● **ABOUT THIS TASK**: Could you reproduce, word for word, everything below from the line containing "One point per instance of the poppy" down to the line containing "pixel 98 94", with both of those lines included and no others?

● **SUPPLIED DATA**:
= Beginning of Section =

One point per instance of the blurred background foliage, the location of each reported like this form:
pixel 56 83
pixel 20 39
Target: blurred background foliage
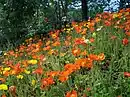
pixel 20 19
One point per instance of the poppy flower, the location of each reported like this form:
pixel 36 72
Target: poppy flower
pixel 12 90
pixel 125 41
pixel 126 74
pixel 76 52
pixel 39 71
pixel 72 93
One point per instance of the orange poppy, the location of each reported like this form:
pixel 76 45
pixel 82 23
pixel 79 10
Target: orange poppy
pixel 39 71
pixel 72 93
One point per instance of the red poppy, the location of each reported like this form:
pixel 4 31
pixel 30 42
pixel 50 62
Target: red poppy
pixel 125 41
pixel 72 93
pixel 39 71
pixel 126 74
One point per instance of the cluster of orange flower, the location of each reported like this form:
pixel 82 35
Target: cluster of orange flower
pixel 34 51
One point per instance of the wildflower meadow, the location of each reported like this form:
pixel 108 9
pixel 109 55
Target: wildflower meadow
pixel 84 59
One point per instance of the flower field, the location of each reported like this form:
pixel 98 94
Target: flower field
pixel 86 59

= End of Section =
= Beginning of Section =

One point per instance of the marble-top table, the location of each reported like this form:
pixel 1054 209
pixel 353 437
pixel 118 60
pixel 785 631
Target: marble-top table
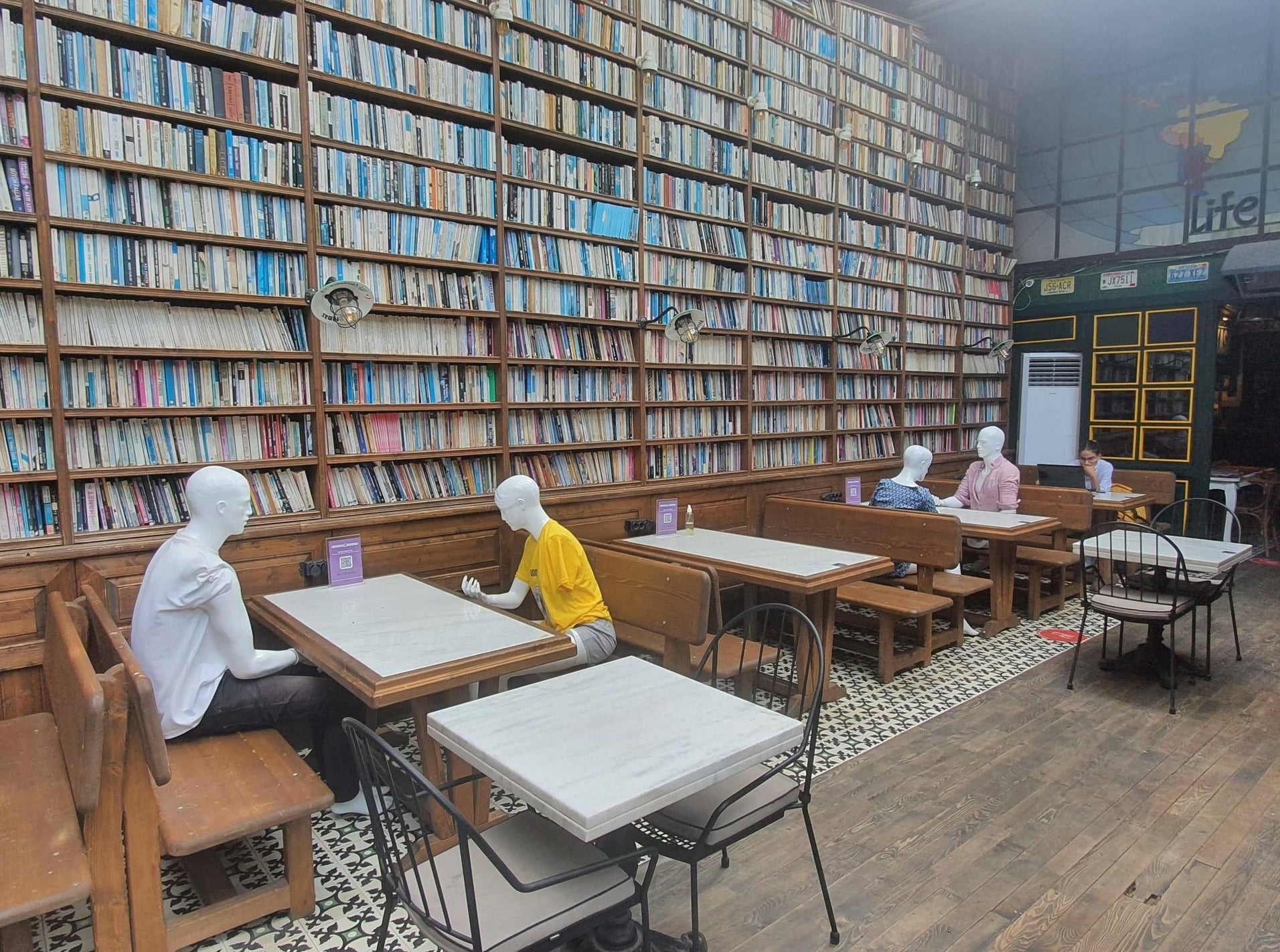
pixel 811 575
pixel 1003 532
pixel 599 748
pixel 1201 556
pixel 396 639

= End of Section =

● **WRITTEN SOLUTION**:
One point per instance of the poppy flower, the location of each reported like this form:
pixel 36 72
Target: poppy flower
pixel 12 90
pixel 125 41
pixel 126 74
pixel 76 52
pixel 39 71
pixel 72 93
One point per instance of the orange poppy, the location of each reported like this form:
pixel 76 45
pixel 82 23
pixel 79 10
Target: orange poppy
pixel 39 71
pixel 72 93
One point per instance of the red poppy, the location of each reported like this form:
pixel 4 31
pixel 30 42
pixel 50 62
Target: red poppy
pixel 125 41
pixel 72 93
pixel 39 71
pixel 126 74
One point per instance of the cluster of orange flower, the location of each reported like this form:
pixel 82 35
Target: cluster of orange flower
pixel 34 51
One point per instance of the wildflower meadow, the location of each reported like this form:
pixel 108 9
pixel 109 55
Target: wildflower meadow
pixel 84 59
One point per instance of the flower field, the location of each reported like this form:
pixel 98 94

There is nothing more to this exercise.